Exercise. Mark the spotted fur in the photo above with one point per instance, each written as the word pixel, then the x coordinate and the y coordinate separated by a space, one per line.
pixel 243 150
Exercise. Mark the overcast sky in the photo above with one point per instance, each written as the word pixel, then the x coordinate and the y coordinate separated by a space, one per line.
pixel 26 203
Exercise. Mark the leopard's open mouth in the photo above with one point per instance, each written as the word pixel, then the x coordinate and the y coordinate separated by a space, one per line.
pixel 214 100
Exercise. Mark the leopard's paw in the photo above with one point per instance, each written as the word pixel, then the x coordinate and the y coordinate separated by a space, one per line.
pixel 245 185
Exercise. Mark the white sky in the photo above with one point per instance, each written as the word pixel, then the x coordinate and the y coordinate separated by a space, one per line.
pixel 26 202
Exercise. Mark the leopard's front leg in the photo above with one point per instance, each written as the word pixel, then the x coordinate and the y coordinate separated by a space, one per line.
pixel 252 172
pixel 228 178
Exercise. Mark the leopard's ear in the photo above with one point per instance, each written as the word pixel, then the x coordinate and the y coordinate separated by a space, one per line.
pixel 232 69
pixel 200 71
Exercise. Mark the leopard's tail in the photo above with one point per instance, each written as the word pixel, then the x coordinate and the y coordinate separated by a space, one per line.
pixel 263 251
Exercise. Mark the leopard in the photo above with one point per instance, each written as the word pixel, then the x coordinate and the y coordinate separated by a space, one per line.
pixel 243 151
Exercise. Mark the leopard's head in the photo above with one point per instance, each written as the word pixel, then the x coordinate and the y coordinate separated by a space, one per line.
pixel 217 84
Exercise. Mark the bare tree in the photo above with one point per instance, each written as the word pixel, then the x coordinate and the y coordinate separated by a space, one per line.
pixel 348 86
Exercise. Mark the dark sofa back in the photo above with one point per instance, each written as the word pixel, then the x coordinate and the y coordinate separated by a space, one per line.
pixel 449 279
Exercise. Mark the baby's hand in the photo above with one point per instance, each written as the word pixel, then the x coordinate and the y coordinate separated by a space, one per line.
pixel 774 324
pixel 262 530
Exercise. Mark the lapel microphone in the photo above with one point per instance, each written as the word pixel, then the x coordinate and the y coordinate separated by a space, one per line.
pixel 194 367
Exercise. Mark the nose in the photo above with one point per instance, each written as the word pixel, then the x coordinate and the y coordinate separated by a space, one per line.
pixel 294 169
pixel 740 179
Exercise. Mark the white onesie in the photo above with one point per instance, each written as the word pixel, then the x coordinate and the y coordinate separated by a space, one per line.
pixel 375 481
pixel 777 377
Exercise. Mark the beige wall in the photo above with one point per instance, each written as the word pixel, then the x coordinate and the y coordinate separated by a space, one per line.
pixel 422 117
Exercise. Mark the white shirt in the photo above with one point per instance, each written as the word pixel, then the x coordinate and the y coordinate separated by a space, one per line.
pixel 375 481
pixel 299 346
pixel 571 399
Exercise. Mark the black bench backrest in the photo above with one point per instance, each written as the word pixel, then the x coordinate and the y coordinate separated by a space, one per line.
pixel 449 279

|---|

Copy out everything from the start of the data down to the line containing "pixel 245 185", both ends included, and shift every coordinate in the answers up by 54.

Complete output:
Exercise. Mark the spotted fur in the photo above with one point per instance, each written as the word pixel, then the x coordinate and the y coordinate separated by a space, one per line.
pixel 297 204
Exercise. Mark the overcast sky in the photo above with one point per instance, each written as the word pixel, then the x coordinate and the y coordinate separated by a space, one per line.
pixel 80 257
Exercise. Mark the leopard's open mouth in the photo above with one point per instance, each written as the word pixel, then the x coordinate and the y coordinate separated by a space, one per line.
pixel 268 154
Exercise. Mark the leopard's paw in the photo above with one point per instance, each written as the word pixel, then the x coordinate and the y coordinate separated by a space, one per line.
pixel 299 239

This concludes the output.